» Records to process:

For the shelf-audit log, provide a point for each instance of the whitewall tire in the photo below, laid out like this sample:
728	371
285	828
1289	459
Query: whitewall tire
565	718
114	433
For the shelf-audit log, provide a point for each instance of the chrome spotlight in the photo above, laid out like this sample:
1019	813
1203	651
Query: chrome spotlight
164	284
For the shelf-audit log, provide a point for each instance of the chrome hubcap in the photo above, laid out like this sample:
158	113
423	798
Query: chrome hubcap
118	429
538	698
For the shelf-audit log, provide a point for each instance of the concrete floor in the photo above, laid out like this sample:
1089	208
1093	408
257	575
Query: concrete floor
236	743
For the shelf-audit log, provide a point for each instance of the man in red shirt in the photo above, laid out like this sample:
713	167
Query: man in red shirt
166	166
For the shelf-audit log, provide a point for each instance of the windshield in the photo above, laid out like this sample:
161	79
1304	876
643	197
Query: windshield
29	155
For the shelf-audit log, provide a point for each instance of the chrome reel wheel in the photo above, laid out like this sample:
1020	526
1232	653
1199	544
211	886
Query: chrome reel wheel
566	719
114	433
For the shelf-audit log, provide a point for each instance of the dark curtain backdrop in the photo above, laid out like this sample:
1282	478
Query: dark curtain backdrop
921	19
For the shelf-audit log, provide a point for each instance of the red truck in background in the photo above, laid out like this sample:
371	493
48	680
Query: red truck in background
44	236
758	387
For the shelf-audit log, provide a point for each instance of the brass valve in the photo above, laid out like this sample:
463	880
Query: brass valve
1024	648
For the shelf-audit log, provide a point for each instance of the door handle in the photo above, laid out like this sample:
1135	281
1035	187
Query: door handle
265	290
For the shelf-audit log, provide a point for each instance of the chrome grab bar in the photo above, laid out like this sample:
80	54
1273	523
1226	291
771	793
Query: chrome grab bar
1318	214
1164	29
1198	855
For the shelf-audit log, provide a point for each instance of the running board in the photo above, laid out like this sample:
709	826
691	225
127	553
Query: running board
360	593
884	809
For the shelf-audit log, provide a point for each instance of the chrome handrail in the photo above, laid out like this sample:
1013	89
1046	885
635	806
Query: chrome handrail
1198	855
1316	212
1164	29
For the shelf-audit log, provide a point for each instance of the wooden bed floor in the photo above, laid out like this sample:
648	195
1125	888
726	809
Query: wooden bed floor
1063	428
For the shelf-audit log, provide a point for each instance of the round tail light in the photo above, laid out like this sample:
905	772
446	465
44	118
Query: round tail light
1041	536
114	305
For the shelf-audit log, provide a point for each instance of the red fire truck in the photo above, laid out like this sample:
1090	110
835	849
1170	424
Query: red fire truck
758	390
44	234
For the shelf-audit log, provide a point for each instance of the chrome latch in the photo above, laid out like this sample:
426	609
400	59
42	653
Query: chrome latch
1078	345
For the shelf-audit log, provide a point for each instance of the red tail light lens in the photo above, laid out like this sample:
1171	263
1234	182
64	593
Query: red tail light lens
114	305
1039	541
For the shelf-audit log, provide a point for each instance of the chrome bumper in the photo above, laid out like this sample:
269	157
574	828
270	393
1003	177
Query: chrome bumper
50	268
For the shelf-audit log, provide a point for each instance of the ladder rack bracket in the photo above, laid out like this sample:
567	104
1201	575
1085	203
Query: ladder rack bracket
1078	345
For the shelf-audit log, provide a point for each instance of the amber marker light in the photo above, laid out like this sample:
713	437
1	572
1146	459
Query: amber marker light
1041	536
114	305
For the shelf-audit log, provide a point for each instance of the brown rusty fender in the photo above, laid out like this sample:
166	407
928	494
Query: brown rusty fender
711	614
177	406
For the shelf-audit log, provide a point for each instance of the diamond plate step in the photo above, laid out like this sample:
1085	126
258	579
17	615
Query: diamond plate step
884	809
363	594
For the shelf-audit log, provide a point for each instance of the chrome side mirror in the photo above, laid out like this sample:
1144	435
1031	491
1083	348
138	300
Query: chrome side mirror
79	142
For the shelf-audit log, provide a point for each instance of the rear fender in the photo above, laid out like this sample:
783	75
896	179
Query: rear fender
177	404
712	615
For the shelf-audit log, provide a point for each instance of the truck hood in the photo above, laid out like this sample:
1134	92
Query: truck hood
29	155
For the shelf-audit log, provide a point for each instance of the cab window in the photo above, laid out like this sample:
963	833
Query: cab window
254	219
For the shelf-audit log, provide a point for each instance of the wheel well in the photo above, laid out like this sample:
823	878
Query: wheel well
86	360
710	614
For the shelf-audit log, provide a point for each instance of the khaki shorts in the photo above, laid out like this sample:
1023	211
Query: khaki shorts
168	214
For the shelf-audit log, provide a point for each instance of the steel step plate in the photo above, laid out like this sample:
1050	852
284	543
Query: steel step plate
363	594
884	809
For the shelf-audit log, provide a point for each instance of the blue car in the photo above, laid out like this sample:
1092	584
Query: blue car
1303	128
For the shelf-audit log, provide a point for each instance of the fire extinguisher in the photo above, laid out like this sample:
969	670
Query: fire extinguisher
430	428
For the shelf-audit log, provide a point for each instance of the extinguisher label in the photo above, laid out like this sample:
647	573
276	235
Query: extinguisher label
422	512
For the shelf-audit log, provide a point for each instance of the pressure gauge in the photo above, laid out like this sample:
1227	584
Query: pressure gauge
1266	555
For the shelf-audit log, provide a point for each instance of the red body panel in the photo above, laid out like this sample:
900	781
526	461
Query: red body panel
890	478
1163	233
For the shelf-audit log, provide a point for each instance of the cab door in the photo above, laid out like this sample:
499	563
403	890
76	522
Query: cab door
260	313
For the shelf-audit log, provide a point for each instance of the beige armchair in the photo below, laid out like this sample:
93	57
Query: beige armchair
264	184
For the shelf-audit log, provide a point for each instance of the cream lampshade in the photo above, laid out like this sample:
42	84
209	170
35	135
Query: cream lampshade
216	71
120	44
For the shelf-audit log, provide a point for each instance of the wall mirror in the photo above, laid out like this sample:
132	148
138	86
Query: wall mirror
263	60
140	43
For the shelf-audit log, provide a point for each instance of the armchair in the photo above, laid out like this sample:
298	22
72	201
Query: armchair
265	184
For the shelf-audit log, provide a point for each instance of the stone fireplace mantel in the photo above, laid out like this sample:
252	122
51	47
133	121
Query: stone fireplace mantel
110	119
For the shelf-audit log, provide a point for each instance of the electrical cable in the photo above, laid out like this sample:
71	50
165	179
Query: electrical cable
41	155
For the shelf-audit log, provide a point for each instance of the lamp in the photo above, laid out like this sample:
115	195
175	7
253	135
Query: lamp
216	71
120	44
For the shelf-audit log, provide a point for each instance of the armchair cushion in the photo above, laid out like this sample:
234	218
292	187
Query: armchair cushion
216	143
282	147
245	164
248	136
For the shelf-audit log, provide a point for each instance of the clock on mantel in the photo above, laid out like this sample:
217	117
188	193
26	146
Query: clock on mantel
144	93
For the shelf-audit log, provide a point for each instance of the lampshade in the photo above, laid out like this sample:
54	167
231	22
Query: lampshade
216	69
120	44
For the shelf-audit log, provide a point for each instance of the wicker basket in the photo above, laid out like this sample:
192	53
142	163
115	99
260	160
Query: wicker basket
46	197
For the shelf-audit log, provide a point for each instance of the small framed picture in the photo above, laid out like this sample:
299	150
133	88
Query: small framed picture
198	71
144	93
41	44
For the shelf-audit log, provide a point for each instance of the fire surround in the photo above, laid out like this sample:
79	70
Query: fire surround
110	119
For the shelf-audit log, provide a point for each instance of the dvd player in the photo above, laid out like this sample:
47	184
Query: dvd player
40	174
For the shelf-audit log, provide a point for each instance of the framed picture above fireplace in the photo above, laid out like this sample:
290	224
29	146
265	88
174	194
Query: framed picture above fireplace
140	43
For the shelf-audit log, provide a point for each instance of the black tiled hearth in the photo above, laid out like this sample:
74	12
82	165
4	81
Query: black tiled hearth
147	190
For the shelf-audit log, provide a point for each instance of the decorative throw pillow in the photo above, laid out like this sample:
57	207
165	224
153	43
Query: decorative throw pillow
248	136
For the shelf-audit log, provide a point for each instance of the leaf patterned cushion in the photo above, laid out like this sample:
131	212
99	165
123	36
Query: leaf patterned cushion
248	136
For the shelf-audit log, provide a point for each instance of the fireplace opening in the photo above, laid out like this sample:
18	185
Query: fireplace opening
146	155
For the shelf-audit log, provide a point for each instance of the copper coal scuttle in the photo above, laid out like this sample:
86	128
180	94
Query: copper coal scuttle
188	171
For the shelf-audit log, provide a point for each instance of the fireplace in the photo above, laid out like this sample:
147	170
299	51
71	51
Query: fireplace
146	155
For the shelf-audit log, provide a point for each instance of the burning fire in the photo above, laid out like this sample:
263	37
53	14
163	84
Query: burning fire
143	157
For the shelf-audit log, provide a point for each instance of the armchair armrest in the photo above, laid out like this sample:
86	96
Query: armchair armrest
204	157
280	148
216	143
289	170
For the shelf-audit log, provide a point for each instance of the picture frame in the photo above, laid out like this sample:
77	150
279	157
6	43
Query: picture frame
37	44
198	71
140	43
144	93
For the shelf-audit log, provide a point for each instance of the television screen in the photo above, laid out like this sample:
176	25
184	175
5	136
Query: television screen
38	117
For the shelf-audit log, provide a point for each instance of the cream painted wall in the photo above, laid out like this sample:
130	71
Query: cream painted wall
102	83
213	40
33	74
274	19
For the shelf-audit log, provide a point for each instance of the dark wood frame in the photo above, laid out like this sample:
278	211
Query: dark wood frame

» Given task:
Reproduce the listing above exactly from the line containing "the fireplace opening" through its last line, with both of those lines included.

» Task response:
For the shelf-audit log, provide a point for each instance of the fireplace opening in the photo above, laid out like this sample:
18	185
Query: fireplace opening
146	155
For the shelf-audit log, provide a point for each instance of the copper coal scuttle in the photo above, laid out like this sample:
86	128
180	94
Query: copper coal scuttle
188	171
For the shelf-audit log, provide a point for each instance of the fireplace in the photo above, laid out like this sample:
147	170
299	51
71	51
Query: fireplace
146	155
For the shelf-audit log, provide a point for each instance of the burning fire in the photo above, laid out like this sample:
263	37
53	14
163	84
Query: burning fire
143	157
For the shelf-audit log, provide a point for each instance of the armchair armrest in the photo above, laid out like this sample:
86	96
Query: armchair armrest
204	157
280	148
216	143
289	170
For the shelf-audit log, provide a point for each instance of the picture frame in the photo above, laid out like this sample:
77	150
279	157
6	43
Query: picture frame
37	44
198	71
140	43
144	93
For the shelf-audit log, provide a point for each instance of the television screen in the photo above, laid out like this sample:
176	25
184	175
5	136
Query: television screen
38	117
For the shelf-audit log, provide a point for each instance of the cream painted wall in the photo above, laid out like this sample:
130	71
Query: cream painted wall
102	83
213	40
33	74
274	19
For the shelf-audit log, provide a point for each instance of the dark wood frame in the photo above, laid out like this sample:
278	211
Query: dark wood frame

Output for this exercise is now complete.